** begin **

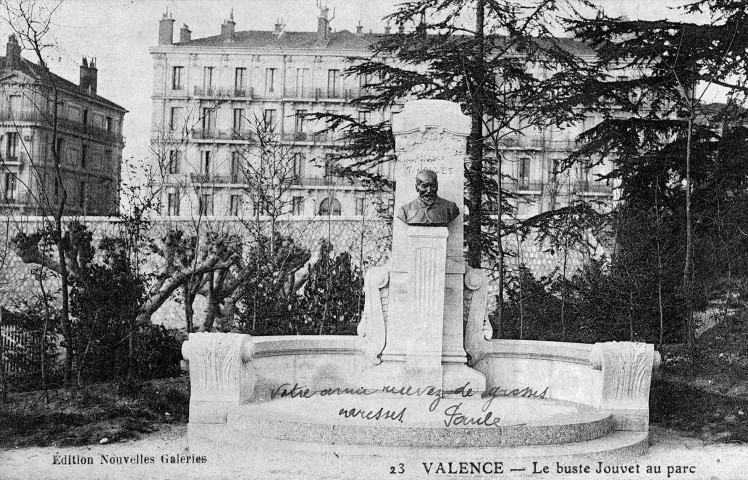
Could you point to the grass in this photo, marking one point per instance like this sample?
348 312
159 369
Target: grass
115 411
706 397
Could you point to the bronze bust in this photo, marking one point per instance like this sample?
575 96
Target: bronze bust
428 209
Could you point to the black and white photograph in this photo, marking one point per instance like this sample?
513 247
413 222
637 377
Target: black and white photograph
397 239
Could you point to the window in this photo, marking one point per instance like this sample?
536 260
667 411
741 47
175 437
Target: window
333 83
270 80
301 82
523 176
297 206
205 204
9 190
11 147
364 116
238 121
329 206
60 149
205 162
82 195
235 205
360 206
236 167
176 78
297 164
240 74
208 80
585 167
269 119
208 120
173 161
172 204
329 165
176 113
300 118
260 208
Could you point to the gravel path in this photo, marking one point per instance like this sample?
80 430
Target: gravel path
693 459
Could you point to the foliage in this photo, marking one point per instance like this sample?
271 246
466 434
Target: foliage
332 299
500 60
323 296
34 330
109 342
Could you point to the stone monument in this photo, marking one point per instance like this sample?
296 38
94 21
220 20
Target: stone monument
423 379
421 340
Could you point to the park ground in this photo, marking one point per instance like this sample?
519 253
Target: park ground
699 415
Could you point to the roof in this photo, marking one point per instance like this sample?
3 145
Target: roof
37 72
342 40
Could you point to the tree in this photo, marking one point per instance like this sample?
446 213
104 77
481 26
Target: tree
672 65
31 22
501 62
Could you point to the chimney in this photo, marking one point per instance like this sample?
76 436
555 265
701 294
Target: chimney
323 22
185 34
93 74
227 29
88 75
12 53
166 30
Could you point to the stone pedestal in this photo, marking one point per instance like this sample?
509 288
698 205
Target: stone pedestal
419 335
425 331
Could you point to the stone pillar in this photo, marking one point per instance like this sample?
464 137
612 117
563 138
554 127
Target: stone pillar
429 134
426 276
217 376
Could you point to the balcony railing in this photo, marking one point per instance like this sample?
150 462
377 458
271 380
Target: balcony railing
205 178
536 143
329 181
225 92
521 186
591 187
62 123
212 134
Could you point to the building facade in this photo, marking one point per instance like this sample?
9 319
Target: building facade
210 94
86 131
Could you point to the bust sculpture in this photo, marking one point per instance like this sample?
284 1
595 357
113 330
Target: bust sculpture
428 209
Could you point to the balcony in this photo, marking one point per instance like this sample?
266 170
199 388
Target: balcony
226 92
205 178
46 120
212 134
322 181
538 143
586 187
520 187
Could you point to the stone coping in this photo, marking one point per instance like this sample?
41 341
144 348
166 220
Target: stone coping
539 350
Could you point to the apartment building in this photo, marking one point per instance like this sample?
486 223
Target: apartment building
88 138
210 93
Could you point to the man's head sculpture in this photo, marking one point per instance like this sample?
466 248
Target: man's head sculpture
428 209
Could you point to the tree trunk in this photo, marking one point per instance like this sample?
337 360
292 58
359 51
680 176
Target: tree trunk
688 264
475 146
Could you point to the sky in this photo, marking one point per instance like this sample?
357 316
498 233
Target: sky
119 33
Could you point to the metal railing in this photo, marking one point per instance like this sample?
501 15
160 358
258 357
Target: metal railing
225 92
62 123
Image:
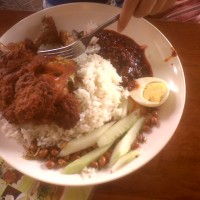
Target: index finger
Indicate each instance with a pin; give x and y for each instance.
(127, 11)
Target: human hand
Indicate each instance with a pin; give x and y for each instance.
(141, 8)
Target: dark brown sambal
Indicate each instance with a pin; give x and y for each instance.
(125, 55)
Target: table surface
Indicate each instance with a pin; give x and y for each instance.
(175, 172)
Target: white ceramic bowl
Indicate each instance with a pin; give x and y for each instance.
(76, 16)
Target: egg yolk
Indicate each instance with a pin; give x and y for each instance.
(155, 92)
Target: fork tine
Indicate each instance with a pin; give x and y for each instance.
(57, 50)
(66, 51)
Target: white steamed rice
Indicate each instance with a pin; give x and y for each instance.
(100, 95)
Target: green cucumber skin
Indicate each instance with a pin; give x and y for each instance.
(118, 129)
(78, 165)
(124, 145)
(84, 141)
(125, 159)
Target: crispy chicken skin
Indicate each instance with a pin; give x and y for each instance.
(34, 89)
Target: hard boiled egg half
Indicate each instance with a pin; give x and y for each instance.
(150, 91)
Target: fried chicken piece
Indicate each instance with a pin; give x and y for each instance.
(36, 90)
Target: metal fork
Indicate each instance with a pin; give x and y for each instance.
(79, 46)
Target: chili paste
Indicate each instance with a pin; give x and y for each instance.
(125, 55)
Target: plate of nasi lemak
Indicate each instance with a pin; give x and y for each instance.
(94, 118)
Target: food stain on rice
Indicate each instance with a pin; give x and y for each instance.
(99, 92)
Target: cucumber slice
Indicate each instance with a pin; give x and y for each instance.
(78, 165)
(118, 129)
(85, 141)
(125, 159)
(124, 107)
(125, 143)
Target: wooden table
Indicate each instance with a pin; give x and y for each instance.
(175, 172)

** end **

* [Goal of the exercise]: Reproduce the final stretch of the data above: every line from the one holding "Target: metal fork" through the end, inclusive, exactly as written and nothing else.

* [Finished task]:
Target: metal fork
Indicate each instance with a pin; give x and y for each instance.
(79, 46)
Target: chili paste
Indicate each instance with a pin; give x and y for each instance.
(125, 55)
Target: plate of nasi lemak
Indicate each instance with a pin; give x and y for each instance.
(94, 118)
Target: food stain on rice
Indicate each instance with a pin; give x and y for each instance.
(99, 92)
Target: cucumber slice
Indicate each instance with a pin; give x and y for each instance.
(78, 165)
(118, 129)
(85, 141)
(125, 159)
(124, 107)
(125, 143)
Target: wooden table
Indicate each instance with a pin; give x and y for each instance.
(175, 172)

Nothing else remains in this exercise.